Raw records:
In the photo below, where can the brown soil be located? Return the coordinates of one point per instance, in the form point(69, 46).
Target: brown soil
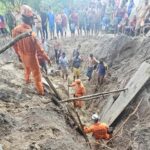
point(28, 121)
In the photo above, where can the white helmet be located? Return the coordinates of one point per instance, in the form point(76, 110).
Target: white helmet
point(95, 116)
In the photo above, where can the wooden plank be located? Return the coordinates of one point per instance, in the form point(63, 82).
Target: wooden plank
point(134, 85)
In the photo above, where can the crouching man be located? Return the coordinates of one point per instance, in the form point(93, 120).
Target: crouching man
point(99, 130)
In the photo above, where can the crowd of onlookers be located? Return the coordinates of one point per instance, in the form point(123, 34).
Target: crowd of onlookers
point(112, 16)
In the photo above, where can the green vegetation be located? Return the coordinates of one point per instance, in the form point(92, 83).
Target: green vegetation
point(57, 5)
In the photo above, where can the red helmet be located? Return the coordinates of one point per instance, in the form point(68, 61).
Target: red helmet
point(26, 11)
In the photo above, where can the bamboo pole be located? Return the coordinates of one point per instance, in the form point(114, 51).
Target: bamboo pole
point(92, 96)
point(16, 39)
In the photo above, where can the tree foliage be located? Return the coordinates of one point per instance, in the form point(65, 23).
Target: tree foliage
point(57, 5)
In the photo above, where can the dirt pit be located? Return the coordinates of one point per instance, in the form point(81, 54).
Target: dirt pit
point(29, 121)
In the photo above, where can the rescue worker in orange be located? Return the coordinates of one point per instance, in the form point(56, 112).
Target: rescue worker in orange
point(99, 130)
point(27, 49)
point(79, 91)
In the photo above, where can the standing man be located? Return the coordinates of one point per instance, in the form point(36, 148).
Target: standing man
point(10, 20)
point(44, 19)
point(63, 62)
point(92, 63)
point(51, 19)
point(76, 51)
point(101, 72)
point(76, 66)
point(57, 49)
point(28, 48)
point(59, 25)
point(79, 91)
point(64, 23)
point(38, 25)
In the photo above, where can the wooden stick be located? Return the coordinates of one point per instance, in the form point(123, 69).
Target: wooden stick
point(52, 86)
point(127, 119)
point(16, 39)
point(89, 97)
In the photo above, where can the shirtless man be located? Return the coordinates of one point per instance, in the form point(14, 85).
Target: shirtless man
point(57, 50)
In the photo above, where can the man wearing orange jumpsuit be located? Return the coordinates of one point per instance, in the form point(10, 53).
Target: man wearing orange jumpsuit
point(79, 91)
point(99, 130)
point(27, 49)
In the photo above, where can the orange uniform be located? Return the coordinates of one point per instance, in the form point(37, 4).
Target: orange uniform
point(99, 131)
point(27, 49)
point(79, 91)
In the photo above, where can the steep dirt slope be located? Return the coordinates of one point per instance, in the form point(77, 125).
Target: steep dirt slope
point(124, 56)
point(27, 118)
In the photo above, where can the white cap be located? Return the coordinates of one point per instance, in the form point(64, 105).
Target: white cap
point(95, 117)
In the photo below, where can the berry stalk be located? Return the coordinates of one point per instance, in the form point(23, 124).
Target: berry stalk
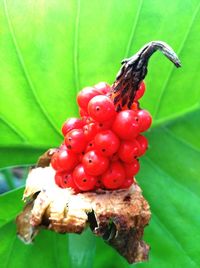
point(134, 70)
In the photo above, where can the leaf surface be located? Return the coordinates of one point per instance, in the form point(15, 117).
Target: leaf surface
point(49, 51)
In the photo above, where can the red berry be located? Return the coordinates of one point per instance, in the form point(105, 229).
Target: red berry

_SET TASK:_ What do the lines above say from the line containing "In the photo above, where can the white cap" through the last line? Quote them exactly, both ends included, and leave out the pictures.

_REPLY:_
In the photo above, where can the white cap be located? Return the coordinates of one point per instance, in the form point(64, 105).
Target: white cap
point(95, 117)
In the photo below, where can the berry stalk be located? Return the coordinates of one point per instance, in the form point(23, 124).
Target: berry stalk
point(134, 70)
In the photo above, where can the leaf surface be located? Return the coordinates of one point per instance, in the form point(15, 117).
Target: leaf surface
point(49, 51)
In the photo above, where can the red berry be located? Return the coordinates of one point per instance, in the form point(105, 229).
Target: red berry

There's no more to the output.